- [TEXT SHOWN]
________________________________________
I, Ian Laughlin, delegate of APRA, under paragraph 13(1)(a) of the Financial Sector (Collection of Data) Act 2001 (the Act) DETERMINE Reporting Standard GRS 410.0 Movement in Outstanding Claims Liabilities, in the form set out in the Schedule, which applies to the financial sector entities to the extent provided in paragraph 3 of the reporting standard.
 
Under section 15 of the Act, I DECLARE that the reporting standard shall begin to apply to those financial sector entities on 1 January 2013.
 
This instrument commences on the day it is signed.
 
Dated: 12 February 2013
 
[Signed]
 
 
Ian Laughlin
Member
Interpretation
In this Determination:
APRA means the Australian Prudential Regulation Authority.
financial sector entity has the meaning given in section 5 of the Act.
 
Schedule
 
Reporting Standard GRS 410.0 Movement in Outstanding Claims Liabilities comprises the 9 pages commencing on the following page.

 
Reporting Standard GRS 410.0
 
Movement in Outstanding Claims Liabilities
 
 
Objective of this Reporting Standard
This Reporting Standard sets out the requirements for the provision of information to APRA relating to the movement in a general insurer’s outstanding claims liabilities.
It includes Form GRF 410.0 Movement in Outstanding Claims Liabilities and associated specific instructions and must be read in conjunction with the general instruction guide.
 
Authority
1.             This Reporting Standard is made under section 13 of the Financial Sector (Collection of Data) Act 2001.
Purpose
2.             Information collected in Form GRF 410.0 Movement in Outstanding Claims Liabilities (GRF 410.0) is used by APRA for the purpose of prudential supervision including assessing compliance with the capital standards.
Application and commencement
3.             This Reporting Standard applies to all general insurers authorised under the Insurance Act 1973 (insurers). This Reporting Standard applies for reporting periods ending on or after 1 January 2013.  
Information required
4.             An insurer must provide APRA with the information required by Form GRF 410.0 for each reporting period.
________________________________________
- [RECORD EXCERPTS]

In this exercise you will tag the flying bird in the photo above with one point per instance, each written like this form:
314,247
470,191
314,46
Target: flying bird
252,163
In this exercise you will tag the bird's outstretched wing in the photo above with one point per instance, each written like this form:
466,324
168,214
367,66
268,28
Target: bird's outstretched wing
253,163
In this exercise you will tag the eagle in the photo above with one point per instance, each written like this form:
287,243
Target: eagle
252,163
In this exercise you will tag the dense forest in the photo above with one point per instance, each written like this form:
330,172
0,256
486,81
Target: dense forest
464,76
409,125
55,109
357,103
________________________________________
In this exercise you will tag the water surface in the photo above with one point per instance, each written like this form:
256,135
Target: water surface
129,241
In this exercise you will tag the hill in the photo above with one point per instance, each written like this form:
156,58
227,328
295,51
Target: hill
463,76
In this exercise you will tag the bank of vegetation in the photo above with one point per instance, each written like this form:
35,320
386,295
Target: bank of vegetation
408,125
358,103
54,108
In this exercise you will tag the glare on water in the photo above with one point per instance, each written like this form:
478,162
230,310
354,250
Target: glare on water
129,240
________________________________________
According to the reporting standard, why does APRA collect the information in Form GRF 410.0? Answer in one to three sentences. The rows come from a different source than the reporting standard.

- [RESPONSE TO THIS TASK]
APRA uses the information for prudential supervision. This includes assessing compliance with the capital standards.